### Given instruction
Reproduce the entries below in full, word for word.
— START —
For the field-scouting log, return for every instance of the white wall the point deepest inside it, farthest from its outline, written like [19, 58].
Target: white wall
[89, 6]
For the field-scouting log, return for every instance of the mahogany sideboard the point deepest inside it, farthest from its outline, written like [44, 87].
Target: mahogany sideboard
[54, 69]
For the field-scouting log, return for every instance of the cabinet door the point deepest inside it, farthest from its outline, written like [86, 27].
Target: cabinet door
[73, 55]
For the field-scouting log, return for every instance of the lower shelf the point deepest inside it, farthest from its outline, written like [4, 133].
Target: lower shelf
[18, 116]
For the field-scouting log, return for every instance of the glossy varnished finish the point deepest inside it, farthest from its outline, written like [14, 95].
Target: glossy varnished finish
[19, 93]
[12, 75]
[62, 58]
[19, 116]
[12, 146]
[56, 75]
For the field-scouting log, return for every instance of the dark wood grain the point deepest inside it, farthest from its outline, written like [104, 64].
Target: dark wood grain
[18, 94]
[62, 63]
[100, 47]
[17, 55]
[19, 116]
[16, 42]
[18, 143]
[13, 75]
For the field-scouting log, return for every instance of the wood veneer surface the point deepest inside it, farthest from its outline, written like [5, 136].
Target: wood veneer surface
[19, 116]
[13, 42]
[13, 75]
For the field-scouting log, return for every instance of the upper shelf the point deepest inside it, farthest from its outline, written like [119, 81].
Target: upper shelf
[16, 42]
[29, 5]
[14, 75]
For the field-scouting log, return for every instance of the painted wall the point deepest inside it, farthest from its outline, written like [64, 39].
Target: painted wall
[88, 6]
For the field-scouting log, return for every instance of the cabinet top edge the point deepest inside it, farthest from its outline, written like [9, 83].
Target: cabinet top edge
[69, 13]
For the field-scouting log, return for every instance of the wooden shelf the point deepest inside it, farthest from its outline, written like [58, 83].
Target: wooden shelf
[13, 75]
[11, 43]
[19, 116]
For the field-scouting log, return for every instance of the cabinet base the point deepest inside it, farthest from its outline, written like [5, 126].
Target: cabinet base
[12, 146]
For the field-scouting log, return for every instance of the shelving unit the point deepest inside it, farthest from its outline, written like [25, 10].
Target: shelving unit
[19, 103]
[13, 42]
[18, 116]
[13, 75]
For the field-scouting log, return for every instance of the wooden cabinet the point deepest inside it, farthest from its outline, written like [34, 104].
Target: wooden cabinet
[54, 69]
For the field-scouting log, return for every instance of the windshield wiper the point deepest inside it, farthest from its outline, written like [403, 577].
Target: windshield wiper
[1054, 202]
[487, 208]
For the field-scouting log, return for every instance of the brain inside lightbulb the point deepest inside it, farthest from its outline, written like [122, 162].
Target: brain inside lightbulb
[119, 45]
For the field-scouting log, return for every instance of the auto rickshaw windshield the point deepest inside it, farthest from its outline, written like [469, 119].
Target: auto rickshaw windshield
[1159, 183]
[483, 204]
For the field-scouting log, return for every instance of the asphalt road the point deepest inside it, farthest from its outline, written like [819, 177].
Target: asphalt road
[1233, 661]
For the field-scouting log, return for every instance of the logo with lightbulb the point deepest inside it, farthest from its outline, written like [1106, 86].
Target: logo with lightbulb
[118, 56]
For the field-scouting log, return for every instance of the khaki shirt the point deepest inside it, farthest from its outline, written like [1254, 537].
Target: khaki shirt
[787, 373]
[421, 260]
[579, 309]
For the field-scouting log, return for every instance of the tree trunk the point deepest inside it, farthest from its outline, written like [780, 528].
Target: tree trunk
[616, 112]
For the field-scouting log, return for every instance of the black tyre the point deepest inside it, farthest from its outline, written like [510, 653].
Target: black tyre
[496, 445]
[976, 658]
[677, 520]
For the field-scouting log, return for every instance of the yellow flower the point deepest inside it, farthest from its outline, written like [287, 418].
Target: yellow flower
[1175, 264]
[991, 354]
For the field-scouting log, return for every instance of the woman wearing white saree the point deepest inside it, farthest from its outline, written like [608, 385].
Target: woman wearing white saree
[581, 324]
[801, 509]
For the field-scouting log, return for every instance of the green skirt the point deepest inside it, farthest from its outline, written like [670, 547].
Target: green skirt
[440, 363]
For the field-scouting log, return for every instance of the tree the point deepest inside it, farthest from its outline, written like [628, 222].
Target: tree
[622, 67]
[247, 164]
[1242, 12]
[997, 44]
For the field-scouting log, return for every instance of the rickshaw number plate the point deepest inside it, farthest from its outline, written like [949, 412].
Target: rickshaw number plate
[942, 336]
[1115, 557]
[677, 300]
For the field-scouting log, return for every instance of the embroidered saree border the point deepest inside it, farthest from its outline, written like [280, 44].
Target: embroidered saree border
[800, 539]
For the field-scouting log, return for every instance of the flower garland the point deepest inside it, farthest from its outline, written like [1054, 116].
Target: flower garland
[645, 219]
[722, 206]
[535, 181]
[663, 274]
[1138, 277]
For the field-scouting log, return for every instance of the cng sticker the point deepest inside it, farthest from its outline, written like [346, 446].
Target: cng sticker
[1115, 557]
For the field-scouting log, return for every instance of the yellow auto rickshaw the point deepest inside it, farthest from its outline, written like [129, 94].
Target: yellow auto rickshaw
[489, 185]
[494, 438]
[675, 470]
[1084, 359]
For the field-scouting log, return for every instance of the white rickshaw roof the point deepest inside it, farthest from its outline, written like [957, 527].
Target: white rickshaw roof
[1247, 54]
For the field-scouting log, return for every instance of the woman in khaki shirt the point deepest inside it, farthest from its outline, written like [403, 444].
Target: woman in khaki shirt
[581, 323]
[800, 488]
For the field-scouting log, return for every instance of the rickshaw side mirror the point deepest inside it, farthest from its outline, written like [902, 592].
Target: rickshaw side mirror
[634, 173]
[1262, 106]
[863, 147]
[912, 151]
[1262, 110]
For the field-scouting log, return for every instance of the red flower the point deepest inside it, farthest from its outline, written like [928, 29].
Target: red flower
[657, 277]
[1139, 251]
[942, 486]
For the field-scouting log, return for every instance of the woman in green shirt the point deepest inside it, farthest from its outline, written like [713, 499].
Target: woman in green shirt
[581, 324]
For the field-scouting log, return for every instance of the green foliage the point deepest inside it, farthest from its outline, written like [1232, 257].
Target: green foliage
— END —
### Correct response
For the field-scouting log, return for every instance of the white wall the point deepest inside it, farthest from its outline, written like [19, 58].
Target: white wall
[89, 6]
For the field-scouting log, return for every instance of the mahogany sideboard the point deepest inside it, farthest from its outline, written like [44, 87].
Target: mahogany sideboard
[54, 69]
For the field-scouting log, return for every instance of the cabinet door the point deepest inside it, farthest from its outline, written like [86, 27].
Target: cabinet door
[73, 55]
For the field-scouting log, return for every instance of the lower shelf the point deepest inside it, farthest from its outline, written like [4, 133].
Target: lower shelf
[18, 116]
For the field-scouting log, return for every instance of the glossy varnished finish the point deepest inside it, farthest from its outline, written like [14, 95].
Target: glossy varnished finish
[19, 93]
[12, 75]
[62, 58]
[19, 116]
[12, 146]
[56, 75]
For the field-scouting log, return for every instance of the dark wood grain the point deepest inside it, farthest from its outline, written like [104, 64].
Target: dark wood grain
[18, 94]
[62, 63]
[100, 47]
[17, 55]
[19, 116]
[16, 42]
[18, 143]
[13, 75]
For the field-scouting log, return for every instance of the wood veneer surface the point deepest inside it, farthest from its outline, written like [5, 136].
Target: wood veneer surface
[19, 116]
[13, 42]
[13, 75]
For the field-scouting log, return for every instance of the upper shelf the point deepest inside it, farthest from its outline, written like [119, 81].
Target: upper shelf
[16, 42]
[29, 5]
[14, 75]
For the field-scouting log, return for every instance of the painted wall the point deepest inside it, farthest from its outline, written like [64, 39].
Target: painted wall
[88, 6]
For the field-scouting log, return for every instance of the cabinet top edge the point deepest inside it, farthest from its outline, written like [9, 83].
Target: cabinet top edge
[69, 13]
For the field-scouting log, return for every instance of the wooden shelf the point deepest inside it, farthest from its outline, written like [58, 83].
Target: wooden shelf
[13, 75]
[11, 43]
[19, 116]
For the field-scouting log, return for every instance of the cabinet base the point deepest inside it, farthest from its outline, written like [5, 126].
Target: cabinet base
[12, 146]
For the field-scouting log, return for every instance of the shelving unit the point deepest inside it, farthest from its outline, written like [25, 10].
Target: shelving unit
[19, 103]
[13, 42]
[18, 116]
[13, 75]
For the field-scouting log, return for every instance of the wooden cabinet the point deepest inside it, farthest from its outline, written like [34, 104].
Target: wooden cabinet
[54, 69]
For the field-scouting log, return for every instance of the windshield wiper the point deepest inside it, farthest from its outline, written like [403, 577].
Target: windshield wiper
[1054, 202]
[487, 208]
For the field-scouting log, return for every instance of the brain inside lightbulb the point deepest inside it, farthest from its outline, written like [122, 162].
Target: brain inside lightbulb
[119, 45]
For the field-scouting log, return for every instance of the auto rickshaw windshield the point deepest inside it, farthest from its outline, written like [469, 119].
Target: auto rickshaw windshield
[1159, 183]
[483, 204]
For the field-scouting log, return for every instance of the asphalt road the point deepest inside it, farthest from its outline, written like [819, 177].
Target: asphalt road
[1233, 661]
For the field-scouting log, return for every instance of the logo with lightbulb the point deepest inside it, farthest from its outline, written like [1106, 86].
Target: logo with lightbulb
[118, 56]
For the field-scouting log, return for every instance of the khaki shirt the point deepest inside it, farthest from its outline, written like [1254, 537].
Target: khaki shirt
[787, 373]
[421, 260]
[579, 309]
For the field-scouting log, return for every instance of the tree trunk the point deepest inside it, farthest from its outline, written like [780, 528].
Target: tree trunk
[616, 112]
For the field-scouting log, return for every instance of the black tyre the point deepest inside it, farthest from its outline, written like [510, 653].
Target: black tyre
[496, 445]
[976, 658]
[677, 520]
For the field-scouting log, return for every instance of the yellow flower the point deepest inside it, farthest from its outline, written like [287, 418].
Target: yellow flower
[1175, 264]
[991, 354]
For the field-scouting log, return for every instance of the woman wearing white saree the point deepest inside it, farthest from its outline, written like [608, 385].
Target: woman wearing white saree
[581, 324]
[801, 509]
For the field-scouting log, return for every instance of the green skirt the point deepest inside it, farthest from its outline, written like [670, 547].
Target: green skirt
[440, 363]
For the field-scouting log, return for every instance of the tree the point deepest inside it, farthest from its outline, written like [628, 222].
Target: tree
[622, 67]
[247, 164]
[1242, 12]
[997, 44]
For the field-scouting log, return for every instance of the rickshaw number plate the point deepest inside it, farthest from its outline, written like [949, 412].
Target: rickshaw number plate
[942, 336]
[1115, 557]
[677, 300]
For the field-scouting log, return for every instance of the embroidered saree border the point deepest inside it, farthest from its outline, written like [280, 44].
Target: embroidered saree border
[800, 539]
For the field-scouting log, return for every instance of the flower garland the point deepest inside it, farthest from its outline, written like [1054, 116].
Target: flower garland
[645, 219]
[722, 206]
[535, 181]
[663, 274]
[1138, 277]
For the field-scouting log, return for every instance of the cng sticker the point deepest inside it, farthest from its outline, written like [346, 446].
Target: cng sticker
[1115, 557]
For the field-scouting log, return for every instance of the yellow auto rickshaw the point deepest inside it, farthest from its outline, written like [129, 94].
Target: yellow auto rickshaw
[489, 185]
[494, 438]
[675, 470]
[1084, 359]
For the field-scouting log, return for every instance of the white rickshaw roof the point deepest inside it, farthest from its outline, written like [957, 527].
Target: white rickshaw roof
[1247, 54]
For the field-scouting log, return for every instance of the woman in khaki shirt the point deepest inside it, farthest from its outline, written like [403, 444].
Target: woman in khaki shirt
[581, 323]
[800, 488]
For the field-scouting log, return for every instance of the rickshaw side mirror the point deepest inside it, farthest from its outline, written like [902, 592].
Target: rickshaw side mirror
[634, 173]
[1262, 106]
[863, 147]
[912, 151]
[1262, 110]
For the field-scouting log, return for every instance of the red flower the point deepest inside it, farthest from its outline, written like [928, 29].
Target: red flower
[657, 277]
[1139, 251]
[942, 486]
For the field-scouting log, return for every instance of the woman in green shirt the point deepest inside it, farthest from its outline, written like [713, 499].
Target: woman in green shirt
[581, 324]
For the field-scouting log, return for every instance of the green foliage the point deepest inside it, farthest from its outline, written like [1232, 257].
Target: green foliage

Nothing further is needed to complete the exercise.